◆ PROBLEM REQUIREMENTS: Please render everything from the line containing "Locate the rocky" down to the line containing "[491,225,509,250]", both ends included, as a Markdown table with the columns Number and Line. Give one numbered row per line and leave out blank lines.

◆ STORED ROWS:
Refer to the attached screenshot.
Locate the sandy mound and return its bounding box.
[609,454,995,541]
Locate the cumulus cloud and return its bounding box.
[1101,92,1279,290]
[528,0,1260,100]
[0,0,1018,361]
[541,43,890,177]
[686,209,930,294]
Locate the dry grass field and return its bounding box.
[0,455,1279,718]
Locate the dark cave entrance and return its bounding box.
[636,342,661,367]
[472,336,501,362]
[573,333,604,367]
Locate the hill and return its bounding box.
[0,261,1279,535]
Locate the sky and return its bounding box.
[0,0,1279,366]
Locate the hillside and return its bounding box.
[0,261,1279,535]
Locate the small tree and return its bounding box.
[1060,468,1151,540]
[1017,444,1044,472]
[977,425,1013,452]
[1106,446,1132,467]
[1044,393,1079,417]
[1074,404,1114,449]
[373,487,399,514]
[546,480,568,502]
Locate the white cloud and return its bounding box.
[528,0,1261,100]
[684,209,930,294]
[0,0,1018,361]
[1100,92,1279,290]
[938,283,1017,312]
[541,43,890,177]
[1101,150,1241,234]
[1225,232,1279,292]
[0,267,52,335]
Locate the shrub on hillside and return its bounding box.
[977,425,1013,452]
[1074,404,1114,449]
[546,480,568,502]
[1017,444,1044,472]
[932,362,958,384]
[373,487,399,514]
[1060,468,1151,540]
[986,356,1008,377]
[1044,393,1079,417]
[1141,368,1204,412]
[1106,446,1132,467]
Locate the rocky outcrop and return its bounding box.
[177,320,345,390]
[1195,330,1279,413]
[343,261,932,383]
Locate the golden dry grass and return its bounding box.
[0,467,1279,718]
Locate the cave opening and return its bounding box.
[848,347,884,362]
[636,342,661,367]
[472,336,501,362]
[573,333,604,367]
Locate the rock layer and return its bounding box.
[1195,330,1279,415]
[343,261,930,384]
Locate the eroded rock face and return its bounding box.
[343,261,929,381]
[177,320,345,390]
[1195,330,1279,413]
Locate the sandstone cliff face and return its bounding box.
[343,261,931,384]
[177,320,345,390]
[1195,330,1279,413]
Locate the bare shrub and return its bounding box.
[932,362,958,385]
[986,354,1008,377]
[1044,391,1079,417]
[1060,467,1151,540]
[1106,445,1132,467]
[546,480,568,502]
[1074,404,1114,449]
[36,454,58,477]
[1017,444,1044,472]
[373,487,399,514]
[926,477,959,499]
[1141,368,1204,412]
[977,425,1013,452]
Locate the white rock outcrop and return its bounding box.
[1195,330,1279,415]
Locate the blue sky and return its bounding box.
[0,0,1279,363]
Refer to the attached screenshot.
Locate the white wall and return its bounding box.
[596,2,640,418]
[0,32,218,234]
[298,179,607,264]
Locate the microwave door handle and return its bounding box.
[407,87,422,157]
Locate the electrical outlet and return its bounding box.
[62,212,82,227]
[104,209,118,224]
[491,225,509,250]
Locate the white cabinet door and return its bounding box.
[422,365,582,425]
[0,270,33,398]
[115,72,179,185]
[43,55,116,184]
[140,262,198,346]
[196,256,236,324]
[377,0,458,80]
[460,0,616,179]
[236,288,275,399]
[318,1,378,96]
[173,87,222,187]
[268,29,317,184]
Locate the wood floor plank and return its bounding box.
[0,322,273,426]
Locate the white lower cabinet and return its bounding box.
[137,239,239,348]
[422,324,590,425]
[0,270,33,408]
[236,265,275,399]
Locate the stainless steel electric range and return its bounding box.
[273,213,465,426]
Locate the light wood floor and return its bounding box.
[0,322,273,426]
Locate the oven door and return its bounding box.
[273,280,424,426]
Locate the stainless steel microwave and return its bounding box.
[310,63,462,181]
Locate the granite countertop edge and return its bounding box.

◆ CORRECT RESPONSE:
| Number | Line |
|---|---|
| 1 | Locate the rocky outcrop and return its bounding box. |
| 2 | [177,320,345,390] |
| 3 | [1195,330,1279,413] |
| 4 | [343,261,932,383] |
| 5 | Locate the golden dry grass and return its bounding box. |
| 6 | [0,467,1279,718] |
| 7 | Locate the cave opening and return its bounding box. |
| 8 | [848,347,884,362] |
| 9 | [636,342,661,367] |
| 10 | [472,336,501,362] |
| 11 | [573,333,604,367] |
| 12 | Locate the rock layer and return its bounding box. |
| 13 | [1195,330,1279,415] |
| 14 | [343,261,930,384] |
| 15 | Locate the eroded rock face and return its bounding box. |
| 16 | [343,261,929,381] |
| 17 | [177,320,345,390] |
| 18 | [1195,330,1279,413] |
| 19 | Locate the sandstone cliff face and return its bounding box. |
| 20 | [343,261,931,384] |
| 21 | [177,320,345,390] |
| 22 | [1195,330,1279,413] |
| 23 | Locate the bare shrub and return its bounding box. |
| 24 | [932,362,958,385] |
| 25 | [986,354,1008,377] |
| 26 | [1044,391,1079,417] |
| 27 | [1060,467,1151,540] |
| 28 | [1106,445,1132,467] |
| 29 | [546,480,568,502] |
| 30 | [1074,404,1114,449] |
| 31 | [36,454,58,477] |
| 32 | [1017,444,1044,472] |
| 33 | [373,487,399,514] |
| 34 | [926,477,959,499] |
| 35 | [1141,368,1204,412] |
| 36 | [977,425,1013,452] |
| 37 | Locate the white rock outcrop and return its bounding box. |
| 38 | [1195,330,1279,415] |
| 39 | Locate the blue sky and return its bounding box. |
| 40 | [0,0,1279,363] |
| 41 | Refer to the attached screenshot. |
| 42 | Locate the white wall and return its bounding box. |
| 43 | [596,2,640,418] |
| 44 | [0,32,218,234] |
| 45 | [298,179,607,264] |
| 46 | Locate the microwave door handle and return its bounding box. |
| 47 | [407,87,422,157] |
| 48 | Locate the electrical outlet and return its bounding box. |
| 49 | [62,212,82,227] |
| 50 | [104,209,118,224] |
| 51 | [491,225,509,250] |